BRIEF → Output the material as a Markdown table with the columns Row and Line, starting at its first line and stopping after the line that contains "[515,476,550,522]". Leave out any blank lines.

Dataset extracts labeled with boxes:
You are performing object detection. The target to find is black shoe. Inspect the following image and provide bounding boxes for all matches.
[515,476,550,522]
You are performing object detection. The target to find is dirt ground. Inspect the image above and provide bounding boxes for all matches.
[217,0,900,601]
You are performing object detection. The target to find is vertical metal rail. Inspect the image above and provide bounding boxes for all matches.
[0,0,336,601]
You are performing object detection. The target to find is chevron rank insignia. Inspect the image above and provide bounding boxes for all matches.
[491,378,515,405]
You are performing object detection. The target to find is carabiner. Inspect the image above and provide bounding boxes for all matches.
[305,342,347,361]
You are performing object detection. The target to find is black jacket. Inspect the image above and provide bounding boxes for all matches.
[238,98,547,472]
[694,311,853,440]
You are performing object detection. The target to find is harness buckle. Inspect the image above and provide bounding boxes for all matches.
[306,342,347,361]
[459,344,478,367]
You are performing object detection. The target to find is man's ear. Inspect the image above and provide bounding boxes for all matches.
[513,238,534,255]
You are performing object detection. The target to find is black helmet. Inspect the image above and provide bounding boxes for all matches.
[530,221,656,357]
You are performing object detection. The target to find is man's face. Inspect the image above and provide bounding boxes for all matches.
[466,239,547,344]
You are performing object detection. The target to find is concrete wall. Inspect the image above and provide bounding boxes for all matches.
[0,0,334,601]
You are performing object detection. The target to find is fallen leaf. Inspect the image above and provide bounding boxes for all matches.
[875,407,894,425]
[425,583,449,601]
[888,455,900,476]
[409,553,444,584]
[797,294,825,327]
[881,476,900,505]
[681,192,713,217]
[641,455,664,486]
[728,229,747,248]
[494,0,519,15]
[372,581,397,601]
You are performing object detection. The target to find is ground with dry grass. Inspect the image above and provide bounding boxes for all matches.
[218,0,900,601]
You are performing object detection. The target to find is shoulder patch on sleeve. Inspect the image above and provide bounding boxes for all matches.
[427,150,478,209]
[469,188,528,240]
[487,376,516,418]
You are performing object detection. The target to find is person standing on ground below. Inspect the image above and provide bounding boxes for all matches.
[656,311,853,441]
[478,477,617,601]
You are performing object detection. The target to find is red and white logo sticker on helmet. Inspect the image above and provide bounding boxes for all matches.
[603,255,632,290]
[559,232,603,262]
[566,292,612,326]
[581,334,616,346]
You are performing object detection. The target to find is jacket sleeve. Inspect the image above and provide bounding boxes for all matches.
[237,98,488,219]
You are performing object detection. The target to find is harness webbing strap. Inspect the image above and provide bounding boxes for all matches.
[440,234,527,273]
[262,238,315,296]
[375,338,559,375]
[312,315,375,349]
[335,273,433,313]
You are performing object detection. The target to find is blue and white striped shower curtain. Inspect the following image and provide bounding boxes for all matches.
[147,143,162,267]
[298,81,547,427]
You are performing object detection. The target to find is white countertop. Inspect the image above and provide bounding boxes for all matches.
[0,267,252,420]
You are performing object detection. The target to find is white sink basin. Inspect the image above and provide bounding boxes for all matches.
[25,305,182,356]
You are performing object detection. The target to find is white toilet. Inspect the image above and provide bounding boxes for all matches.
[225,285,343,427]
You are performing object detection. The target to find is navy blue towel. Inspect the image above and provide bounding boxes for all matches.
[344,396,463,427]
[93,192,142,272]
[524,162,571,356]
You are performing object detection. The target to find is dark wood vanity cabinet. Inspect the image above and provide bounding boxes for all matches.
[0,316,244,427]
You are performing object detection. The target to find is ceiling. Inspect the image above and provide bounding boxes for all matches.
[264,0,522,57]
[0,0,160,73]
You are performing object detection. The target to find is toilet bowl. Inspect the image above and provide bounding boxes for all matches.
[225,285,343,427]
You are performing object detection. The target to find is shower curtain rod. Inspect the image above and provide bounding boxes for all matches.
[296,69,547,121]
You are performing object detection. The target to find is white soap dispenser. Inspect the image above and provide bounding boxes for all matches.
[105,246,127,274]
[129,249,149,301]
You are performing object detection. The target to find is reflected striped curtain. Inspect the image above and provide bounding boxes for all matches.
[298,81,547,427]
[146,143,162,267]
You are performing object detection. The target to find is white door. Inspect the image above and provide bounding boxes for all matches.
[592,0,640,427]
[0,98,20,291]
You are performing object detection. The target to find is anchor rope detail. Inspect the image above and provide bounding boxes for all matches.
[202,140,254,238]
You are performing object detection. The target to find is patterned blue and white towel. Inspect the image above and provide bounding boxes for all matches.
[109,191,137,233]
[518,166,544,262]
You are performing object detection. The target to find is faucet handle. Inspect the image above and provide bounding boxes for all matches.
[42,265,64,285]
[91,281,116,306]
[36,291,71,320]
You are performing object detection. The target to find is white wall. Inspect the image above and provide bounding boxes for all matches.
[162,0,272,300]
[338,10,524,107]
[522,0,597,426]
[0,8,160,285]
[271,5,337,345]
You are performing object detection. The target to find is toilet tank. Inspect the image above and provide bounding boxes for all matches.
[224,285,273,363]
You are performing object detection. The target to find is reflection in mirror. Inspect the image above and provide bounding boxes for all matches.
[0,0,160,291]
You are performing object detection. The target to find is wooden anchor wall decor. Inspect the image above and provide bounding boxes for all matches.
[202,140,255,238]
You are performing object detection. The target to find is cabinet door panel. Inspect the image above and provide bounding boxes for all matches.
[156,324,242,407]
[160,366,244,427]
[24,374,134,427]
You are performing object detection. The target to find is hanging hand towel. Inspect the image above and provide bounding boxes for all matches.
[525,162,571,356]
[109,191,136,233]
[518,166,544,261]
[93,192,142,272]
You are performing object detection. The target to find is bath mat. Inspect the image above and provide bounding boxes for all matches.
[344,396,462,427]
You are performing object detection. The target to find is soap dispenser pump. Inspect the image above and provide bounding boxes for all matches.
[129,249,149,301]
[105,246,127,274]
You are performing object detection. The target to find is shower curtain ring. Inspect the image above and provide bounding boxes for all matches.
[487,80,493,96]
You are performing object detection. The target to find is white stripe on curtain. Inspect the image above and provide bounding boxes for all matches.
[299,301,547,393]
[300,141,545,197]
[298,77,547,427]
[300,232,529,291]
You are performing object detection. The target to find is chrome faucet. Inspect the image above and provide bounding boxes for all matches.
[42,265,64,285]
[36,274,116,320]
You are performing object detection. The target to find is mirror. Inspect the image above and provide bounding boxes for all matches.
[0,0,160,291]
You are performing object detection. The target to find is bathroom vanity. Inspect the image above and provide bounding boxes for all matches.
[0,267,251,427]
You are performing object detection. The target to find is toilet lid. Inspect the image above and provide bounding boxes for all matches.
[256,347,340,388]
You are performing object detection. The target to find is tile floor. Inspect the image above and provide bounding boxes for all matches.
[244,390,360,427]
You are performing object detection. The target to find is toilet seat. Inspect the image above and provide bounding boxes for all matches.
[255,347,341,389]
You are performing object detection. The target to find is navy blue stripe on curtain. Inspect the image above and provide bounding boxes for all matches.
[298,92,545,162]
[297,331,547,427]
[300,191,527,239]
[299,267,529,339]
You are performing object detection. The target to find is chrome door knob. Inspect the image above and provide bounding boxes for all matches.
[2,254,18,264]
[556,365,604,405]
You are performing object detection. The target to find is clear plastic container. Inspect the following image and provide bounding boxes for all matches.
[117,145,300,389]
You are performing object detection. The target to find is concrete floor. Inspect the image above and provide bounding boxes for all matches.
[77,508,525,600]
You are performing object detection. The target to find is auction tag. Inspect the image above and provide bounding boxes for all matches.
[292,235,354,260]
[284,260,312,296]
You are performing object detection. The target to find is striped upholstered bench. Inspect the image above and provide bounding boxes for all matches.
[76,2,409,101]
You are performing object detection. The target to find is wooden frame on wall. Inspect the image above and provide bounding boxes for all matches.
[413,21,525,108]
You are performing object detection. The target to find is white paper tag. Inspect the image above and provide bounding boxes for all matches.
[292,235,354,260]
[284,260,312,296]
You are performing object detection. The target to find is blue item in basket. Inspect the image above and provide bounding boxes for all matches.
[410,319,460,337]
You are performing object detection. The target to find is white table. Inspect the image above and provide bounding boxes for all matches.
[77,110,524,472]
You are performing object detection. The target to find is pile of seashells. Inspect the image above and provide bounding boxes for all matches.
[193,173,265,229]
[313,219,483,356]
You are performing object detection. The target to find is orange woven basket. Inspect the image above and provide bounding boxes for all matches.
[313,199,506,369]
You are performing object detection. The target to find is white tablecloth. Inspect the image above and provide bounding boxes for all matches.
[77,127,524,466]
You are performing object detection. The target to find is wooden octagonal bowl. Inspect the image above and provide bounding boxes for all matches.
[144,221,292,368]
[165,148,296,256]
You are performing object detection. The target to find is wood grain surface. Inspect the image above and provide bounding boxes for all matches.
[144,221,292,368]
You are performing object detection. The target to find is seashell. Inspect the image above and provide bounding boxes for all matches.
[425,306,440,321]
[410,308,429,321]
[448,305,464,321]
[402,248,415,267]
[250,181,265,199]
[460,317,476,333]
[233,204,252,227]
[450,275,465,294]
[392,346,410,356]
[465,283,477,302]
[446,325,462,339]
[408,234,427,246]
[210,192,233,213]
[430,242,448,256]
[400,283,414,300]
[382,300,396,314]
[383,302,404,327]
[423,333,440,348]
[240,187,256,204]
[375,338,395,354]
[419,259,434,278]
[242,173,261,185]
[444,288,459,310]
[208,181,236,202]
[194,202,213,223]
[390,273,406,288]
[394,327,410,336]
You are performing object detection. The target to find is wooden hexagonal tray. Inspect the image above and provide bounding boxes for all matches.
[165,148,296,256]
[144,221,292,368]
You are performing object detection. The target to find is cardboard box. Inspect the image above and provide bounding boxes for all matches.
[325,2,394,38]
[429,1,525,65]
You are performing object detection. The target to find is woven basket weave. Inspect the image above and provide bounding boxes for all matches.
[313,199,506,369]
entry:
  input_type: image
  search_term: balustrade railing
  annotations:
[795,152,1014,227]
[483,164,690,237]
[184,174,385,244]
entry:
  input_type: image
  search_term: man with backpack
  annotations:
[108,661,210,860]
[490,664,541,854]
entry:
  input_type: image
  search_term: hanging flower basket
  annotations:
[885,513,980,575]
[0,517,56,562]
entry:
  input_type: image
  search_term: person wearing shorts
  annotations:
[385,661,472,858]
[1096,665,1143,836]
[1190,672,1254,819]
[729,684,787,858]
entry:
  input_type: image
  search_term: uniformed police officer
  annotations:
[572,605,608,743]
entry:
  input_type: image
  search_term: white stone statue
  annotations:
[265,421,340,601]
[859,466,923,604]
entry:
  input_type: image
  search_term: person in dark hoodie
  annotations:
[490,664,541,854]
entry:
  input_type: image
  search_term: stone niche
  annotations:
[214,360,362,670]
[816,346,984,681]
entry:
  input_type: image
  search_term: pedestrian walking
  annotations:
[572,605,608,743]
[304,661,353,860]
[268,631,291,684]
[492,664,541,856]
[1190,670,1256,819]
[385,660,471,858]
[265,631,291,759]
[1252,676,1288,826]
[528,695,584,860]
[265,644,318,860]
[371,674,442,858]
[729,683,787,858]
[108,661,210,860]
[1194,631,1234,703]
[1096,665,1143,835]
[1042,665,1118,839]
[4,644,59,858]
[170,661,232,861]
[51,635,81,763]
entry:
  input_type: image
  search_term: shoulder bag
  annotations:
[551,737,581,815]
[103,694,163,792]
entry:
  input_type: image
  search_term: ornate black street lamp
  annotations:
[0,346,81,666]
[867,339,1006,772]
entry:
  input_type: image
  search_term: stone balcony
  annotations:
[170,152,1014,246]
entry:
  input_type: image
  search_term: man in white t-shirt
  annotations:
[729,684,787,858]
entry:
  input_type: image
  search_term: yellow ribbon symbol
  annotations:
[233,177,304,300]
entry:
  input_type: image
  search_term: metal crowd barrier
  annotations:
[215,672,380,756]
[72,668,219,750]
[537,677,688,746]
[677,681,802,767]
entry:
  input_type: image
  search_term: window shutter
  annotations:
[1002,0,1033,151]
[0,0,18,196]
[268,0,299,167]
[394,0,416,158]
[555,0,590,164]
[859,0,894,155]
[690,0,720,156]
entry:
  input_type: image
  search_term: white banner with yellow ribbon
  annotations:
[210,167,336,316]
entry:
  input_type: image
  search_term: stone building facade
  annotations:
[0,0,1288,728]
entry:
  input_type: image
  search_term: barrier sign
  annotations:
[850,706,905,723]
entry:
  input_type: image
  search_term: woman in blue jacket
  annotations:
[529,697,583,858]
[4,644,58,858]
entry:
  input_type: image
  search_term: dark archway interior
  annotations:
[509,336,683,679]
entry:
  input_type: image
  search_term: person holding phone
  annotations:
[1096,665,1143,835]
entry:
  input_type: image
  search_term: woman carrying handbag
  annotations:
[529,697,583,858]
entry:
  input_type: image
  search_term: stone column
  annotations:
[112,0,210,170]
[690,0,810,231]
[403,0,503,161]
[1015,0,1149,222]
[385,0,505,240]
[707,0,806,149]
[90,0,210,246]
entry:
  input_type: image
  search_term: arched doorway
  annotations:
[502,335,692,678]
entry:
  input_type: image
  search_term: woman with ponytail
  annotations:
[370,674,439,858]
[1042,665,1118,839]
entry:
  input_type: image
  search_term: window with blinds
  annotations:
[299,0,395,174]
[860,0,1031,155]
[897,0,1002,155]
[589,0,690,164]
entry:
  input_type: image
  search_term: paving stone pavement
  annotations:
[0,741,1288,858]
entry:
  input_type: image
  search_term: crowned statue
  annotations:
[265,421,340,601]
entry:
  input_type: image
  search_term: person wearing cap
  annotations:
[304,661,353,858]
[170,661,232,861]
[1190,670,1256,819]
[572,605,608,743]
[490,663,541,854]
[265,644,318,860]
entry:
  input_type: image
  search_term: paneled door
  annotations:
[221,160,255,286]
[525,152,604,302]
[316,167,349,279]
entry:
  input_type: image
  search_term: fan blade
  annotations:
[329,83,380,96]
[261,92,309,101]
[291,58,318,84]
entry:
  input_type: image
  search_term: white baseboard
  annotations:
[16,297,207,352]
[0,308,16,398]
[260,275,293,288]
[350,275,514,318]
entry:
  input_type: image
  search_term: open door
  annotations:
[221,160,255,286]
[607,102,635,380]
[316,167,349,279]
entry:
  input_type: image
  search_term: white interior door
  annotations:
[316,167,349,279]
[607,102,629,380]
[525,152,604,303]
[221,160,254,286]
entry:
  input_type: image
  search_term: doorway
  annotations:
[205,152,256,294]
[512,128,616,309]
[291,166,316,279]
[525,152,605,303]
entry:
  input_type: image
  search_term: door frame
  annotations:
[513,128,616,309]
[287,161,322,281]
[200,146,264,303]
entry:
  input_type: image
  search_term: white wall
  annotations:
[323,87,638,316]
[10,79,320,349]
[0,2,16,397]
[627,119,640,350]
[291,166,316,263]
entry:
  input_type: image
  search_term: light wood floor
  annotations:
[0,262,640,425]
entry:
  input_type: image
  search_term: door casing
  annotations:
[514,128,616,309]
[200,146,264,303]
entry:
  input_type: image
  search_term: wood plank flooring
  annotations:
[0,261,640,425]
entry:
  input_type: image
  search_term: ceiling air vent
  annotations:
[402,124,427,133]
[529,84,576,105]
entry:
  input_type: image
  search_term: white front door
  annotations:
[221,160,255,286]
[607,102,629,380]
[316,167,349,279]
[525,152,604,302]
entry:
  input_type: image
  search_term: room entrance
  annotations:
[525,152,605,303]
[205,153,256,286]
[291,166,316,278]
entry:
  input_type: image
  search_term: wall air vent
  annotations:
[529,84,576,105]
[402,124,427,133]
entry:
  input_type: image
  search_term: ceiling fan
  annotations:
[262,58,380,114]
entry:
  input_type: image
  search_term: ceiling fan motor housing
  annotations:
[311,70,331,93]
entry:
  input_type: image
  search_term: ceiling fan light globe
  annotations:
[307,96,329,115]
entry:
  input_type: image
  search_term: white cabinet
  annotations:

TASK OUTPUT →
| Row | Line |
|---|---|
| 1 | You are performing object detection. The target to find is black shoe. Inspect the following image and provide bounding boxes for all matches. |
| 2 | [515,476,550,522] |